Retype every record that appears below, unchanged.

Given entries Block Start

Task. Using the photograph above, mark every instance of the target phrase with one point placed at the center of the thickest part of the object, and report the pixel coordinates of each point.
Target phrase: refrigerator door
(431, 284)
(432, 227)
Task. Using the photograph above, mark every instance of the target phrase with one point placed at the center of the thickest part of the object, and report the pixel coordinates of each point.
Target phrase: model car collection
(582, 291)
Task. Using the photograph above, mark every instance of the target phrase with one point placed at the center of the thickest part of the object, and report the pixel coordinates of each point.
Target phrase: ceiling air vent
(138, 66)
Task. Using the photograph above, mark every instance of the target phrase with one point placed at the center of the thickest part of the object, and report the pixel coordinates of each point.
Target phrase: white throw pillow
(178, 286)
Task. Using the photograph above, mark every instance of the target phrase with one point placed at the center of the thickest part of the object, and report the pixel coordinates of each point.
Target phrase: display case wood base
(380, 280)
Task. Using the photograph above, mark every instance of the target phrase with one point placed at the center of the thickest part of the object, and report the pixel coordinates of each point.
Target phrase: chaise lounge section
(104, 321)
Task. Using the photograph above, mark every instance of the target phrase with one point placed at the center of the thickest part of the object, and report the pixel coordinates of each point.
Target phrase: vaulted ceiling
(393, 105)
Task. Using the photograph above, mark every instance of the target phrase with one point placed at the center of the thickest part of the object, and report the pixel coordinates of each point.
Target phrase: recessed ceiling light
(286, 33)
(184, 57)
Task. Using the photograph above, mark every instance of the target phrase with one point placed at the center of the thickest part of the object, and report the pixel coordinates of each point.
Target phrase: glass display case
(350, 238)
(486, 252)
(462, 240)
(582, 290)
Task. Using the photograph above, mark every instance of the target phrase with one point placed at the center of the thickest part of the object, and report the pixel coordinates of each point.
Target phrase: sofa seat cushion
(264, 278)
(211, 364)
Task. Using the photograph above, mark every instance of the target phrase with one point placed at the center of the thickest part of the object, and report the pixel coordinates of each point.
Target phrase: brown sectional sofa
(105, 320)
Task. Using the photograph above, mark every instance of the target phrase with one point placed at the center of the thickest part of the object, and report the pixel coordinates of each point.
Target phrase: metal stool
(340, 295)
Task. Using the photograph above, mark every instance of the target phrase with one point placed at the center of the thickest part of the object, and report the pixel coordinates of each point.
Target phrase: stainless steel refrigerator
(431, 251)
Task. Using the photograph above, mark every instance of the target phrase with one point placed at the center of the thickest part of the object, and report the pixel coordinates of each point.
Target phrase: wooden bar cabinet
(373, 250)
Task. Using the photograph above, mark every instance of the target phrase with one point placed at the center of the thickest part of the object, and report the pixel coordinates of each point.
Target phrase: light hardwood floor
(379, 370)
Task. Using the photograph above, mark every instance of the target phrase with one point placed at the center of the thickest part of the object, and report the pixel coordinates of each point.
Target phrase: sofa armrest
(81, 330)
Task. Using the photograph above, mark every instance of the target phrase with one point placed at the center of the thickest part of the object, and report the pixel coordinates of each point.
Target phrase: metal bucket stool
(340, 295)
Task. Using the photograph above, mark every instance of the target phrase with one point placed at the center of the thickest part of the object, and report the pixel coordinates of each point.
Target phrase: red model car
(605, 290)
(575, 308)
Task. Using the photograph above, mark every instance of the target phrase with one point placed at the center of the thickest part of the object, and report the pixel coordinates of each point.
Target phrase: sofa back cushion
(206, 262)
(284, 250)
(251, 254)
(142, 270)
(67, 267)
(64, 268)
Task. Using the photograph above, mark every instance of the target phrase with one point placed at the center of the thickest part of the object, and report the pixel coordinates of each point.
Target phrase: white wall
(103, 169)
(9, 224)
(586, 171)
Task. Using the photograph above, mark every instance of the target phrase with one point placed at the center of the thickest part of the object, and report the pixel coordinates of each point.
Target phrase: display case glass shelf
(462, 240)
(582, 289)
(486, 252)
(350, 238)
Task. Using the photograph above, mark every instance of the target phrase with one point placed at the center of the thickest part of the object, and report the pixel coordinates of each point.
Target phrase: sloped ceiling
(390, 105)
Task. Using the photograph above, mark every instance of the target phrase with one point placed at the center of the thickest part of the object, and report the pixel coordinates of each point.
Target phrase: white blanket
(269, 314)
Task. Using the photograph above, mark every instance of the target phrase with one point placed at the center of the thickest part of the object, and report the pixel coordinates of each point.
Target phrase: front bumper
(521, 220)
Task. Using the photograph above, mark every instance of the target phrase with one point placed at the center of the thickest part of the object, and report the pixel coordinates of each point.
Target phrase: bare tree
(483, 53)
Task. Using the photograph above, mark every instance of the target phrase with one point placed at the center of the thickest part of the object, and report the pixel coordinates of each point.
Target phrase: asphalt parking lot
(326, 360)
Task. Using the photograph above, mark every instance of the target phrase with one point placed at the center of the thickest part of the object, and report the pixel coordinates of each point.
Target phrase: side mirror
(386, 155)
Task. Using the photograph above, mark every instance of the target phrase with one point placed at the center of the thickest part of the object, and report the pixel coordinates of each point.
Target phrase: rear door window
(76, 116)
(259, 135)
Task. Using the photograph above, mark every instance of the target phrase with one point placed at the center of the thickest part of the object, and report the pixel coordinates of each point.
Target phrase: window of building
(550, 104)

Given entries Block End

# Exercise answer
Task. Using the photograph above, mark every instance of the target phrase with one point placed at the center of the thickest part of the object, and report the pixel coordinates of each point.
Target phrase: refrigerator door
(431, 284)
(432, 227)
Task. Using the photograph above, mark every instance of the target phrase with one point placed at the center of the thickest part of the object, and report the pixel coordinates of each point.
Target phrase: model car collection
(582, 291)
Task. Using the photograph above, mark every instance of the target phrase with one point placed at the center of the thickest part of the object, and report the pixel coordinates of each point.
Target phrase: ceiling air vent
(138, 66)
Task. Using the photograph above, mark every instance of the target phrase with one point placed at the center of the thickest part of the object, and report the pixel coordinates of each point.
Target phrase: white throw pillow
(178, 286)
Task. Using the photograph above, mark every instance of the target phrase with one point placed at the center of the thickest part of the object, and report the pixel coordinates of each point.
Target phrase: display case wood base
(380, 280)
Task. Using the photograph above, mark every instance of the target phrase with one point placed at the center of the thickest part of the object, and report the pixel coordinates of each point.
Target phrase: chaise lounge section
(104, 321)
Task. Using the photograph above, mark every instance of the target phrase with one point placed at the center of the thickest part of the object, and report the pixel coordinates of each point.
Target phrase: vaulted ceiling
(393, 105)
Task. Using the photograph above, mark every instance of the target phrase with one point placed at the center of the thickest part of the object, and report the pixel coordinates of each point.
Target phrase: recessed ceiling light
(286, 33)
(184, 57)
Task. Using the photograph above, mark every instance of the target phrase with one point placed at the center of the thickest part of the object, and report the pixel coordinates of each point.
Target phrase: glass display case
(350, 238)
(486, 252)
(462, 240)
(582, 290)
Task. Using the photograph above, mark every instance of the target phrase with one point placed at the center of the thickest part of the object, and report the pixel coordinates of each point.
Target phrase: sofa seat cushion
(264, 278)
(211, 364)
Task. Using the photograph above, mark every instance of the target phrase with one point placed at the center of the thickest part of the object, and report the pixel coordinates of each point.
Target phrase: brown sectional sofa
(105, 320)
Task. Using the photograph above, mark every instance of the target phrase with one point placed at the center of the thickest part of the object, and report the pixel coordinates of each point.
Target phrase: metal stool
(340, 295)
Task. Using the photograph above, mark every instance of the target phrase with one point placed at the center of the thickest part of the object, and report the pixel coordinates of each point.
Target phrase: stainless steel refrigerator
(431, 251)
Task. Using the photograph above, mark every instance of the target phrase with one point placed at the center of the thickest part of the object, and report the pixel coordinates of each point.
Target phrase: wooden bar cabinet
(373, 250)
Task. Using the photograph above, mark every instance of the target phrase with one point placed at the center of the thickest part of the object, and report the pixel coordinates of each point.
Target phrase: light hardwood floor
(379, 370)
Task. Using the photograph above, mark every instance of the target phrase with one point placed at the center of the thickest part of the object, and report the pixel coordinates of each point.
Target phrase: sofa armrest
(81, 330)
Task. Using the photograph above, mark every instance of the target phrase with one point placed at the center of the thickest part of the object, and report the pixel coordinates of each point.
Target phrase: metal bucket stool
(340, 295)
Task. Using the photograph above, mark every instance of the target phrase with one point placed at the center of the thickest part of the object, and report the pixel coordinates of each point.
Target phrase: red model car
(605, 290)
(575, 308)
Task. Using the photograph above, mark every instance of the target phrase with one point placed at the center of the thickest part of the object, and report the pixel coordinates of each point.
Target phrase: sofa back cushion
(206, 262)
(284, 250)
(251, 254)
(142, 270)
(67, 267)
(64, 268)
Task. Using the photograph above, mark every instance of the target phrase with one point placed at the center of the thickest part of the object, and report the pixel coordinates of each point.
Target phrase: white wall
(103, 169)
(9, 224)
(586, 171)
Task. Using the photograph above, mark every instance of the target phrase with one point placed at the center of the thickest part of the object, and report the pixel coordinates of each point.
Target phrase: display case glass shelf
(462, 240)
(582, 289)
(486, 252)
(350, 238)
Task. Using the photograph above, mark every instance of the target phrase with one point placed at the center of the thickest part of the object, and report the pixel coordinates of each point.
Target phrase: sloped ceiling
(390, 105)
Task. Using the photograph above, mark every instance of the target phrase with one point placed at the center of the thickest part of the object, and report the pixel coordinates of each point.
Target phrase: white blanket
(269, 314)
Task. Using the photograph above, mark every instance of the target phrase with one point placed at the center of the thickest part of the object, and report the pixel coordinates of each point.
Target phrase: front bumper
(521, 220)
Task. Using the photograph above, mark every instance of the target phrase with one point placed at the center of the thickest part of the object, and report the pixel coordinates of each point.
Target phrase: bare tree
(483, 53)
Task. Using the photograph above, mark every instance of the target phrase with one point placed at the center of the thickest part of the object, and report the pixel coordinates of each point.
Target phrase: asphalt parking lot
(326, 360)
Task. Using the photograph above, mark every instance of the target phrase with one point placed at the center of the thickest part of the object, and report the pixel coordinates of each point.
Target phrase: side mirror
(386, 155)
Task. Using the photograph above, mark every instance of the target phrase with one point placed at the center of the thickest part of the object, and report the pixel coordinates of each point.
Target phrase: rear door window
(76, 116)
(259, 135)
Task. Using the photograph above, mark every instance of the target phrase with one point placed at the center of the thickest part of the object, and report the pixel coordinates of each point.
Target phrase: window of building
(550, 104)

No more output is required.